● **Data for processing**
◆ ◆ ◆
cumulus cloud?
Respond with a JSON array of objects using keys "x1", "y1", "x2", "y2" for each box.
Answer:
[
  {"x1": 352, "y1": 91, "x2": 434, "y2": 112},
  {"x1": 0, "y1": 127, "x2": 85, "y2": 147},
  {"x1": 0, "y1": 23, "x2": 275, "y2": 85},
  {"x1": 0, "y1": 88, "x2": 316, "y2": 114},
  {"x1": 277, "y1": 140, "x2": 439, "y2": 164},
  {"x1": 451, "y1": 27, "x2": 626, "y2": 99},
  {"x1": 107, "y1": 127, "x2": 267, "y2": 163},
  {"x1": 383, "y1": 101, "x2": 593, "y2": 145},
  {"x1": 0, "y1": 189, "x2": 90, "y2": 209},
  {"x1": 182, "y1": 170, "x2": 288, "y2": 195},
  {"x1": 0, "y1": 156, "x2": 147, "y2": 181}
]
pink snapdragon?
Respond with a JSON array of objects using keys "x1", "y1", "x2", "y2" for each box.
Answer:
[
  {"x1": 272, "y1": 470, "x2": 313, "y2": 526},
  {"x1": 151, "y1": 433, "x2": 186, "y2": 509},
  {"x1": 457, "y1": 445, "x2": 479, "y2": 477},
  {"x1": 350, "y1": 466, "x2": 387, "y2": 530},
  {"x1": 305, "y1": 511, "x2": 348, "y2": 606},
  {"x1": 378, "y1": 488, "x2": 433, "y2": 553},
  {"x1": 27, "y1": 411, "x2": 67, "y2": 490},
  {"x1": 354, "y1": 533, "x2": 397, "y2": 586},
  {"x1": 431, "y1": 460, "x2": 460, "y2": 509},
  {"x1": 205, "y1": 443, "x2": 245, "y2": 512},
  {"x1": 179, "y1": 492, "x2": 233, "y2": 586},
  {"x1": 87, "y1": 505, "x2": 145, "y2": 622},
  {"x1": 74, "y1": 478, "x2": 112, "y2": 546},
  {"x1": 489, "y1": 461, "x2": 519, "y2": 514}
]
◆ ◆ ◆
● **What the exercise asks**
Repeat all the entries word for word.

● **Output of the task**
cumulus cloud?
Respond with a JSON array of objects using keys "x1", "y1", "x2", "y2" for each box.
Answer:
[
  {"x1": 352, "y1": 91, "x2": 434, "y2": 112},
  {"x1": 0, "y1": 127, "x2": 85, "y2": 147},
  {"x1": 0, "y1": 23, "x2": 275, "y2": 85},
  {"x1": 0, "y1": 88, "x2": 316, "y2": 114},
  {"x1": 277, "y1": 140, "x2": 439, "y2": 164},
  {"x1": 451, "y1": 27, "x2": 626, "y2": 99},
  {"x1": 107, "y1": 127, "x2": 267, "y2": 163},
  {"x1": 383, "y1": 101, "x2": 593, "y2": 145},
  {"x1": 0, "y1": 189, "x2": 90, "y2": 209},
  {"x1": 182, "y1": 170, "x2": 288, "y2": 195},
  {"x1": 0, "y1": 156, "x2": 147, "y2": 181}
]
pink snapdragon?
Respond with a JSON array of objects using keys "x1", "y1", "x2", "y2" for each box.
Answer:
[
  {"x1": 272, "y1": 470, "x2": 313, "y2": 526},
  {"x1": 151, "y1": 433, "x2": 186, "y2": 509},
  {"x1": 457, "y1": 445, "x2": 479, "y2": 477},
  {"x1": 350, "y1": 466, "x2": 387, "y2": 530},
  {"x1": 305, "y1": 511, "x2": 348, "y2": 606},
  {"x1": 378, "y1": 488, "x2": 433, "y2": 553},
  {"x1": 27, "y1": 411, "x2": 67, "y2": 490},
  {"x1": 354, "y1": 533, "x2": 397, "y2": 586},
  {"x1": 431, "y1": 460, "x2": 460, "y2": 509},
  {"x1": 205, "y1": 443, "x2": 245, "y2": 512},
  {"x1": 179, "y1": 492, "x2": 233, "y2": 586},
  {"x1": 87, "y1": 505, "x2": 145, "y2": 622},
  {"x1": 74, "y1": 478, "x2": 112, "y2": 546},
  {"x1": 489, "y1": 461, "x2": 519, "y2": 514}
]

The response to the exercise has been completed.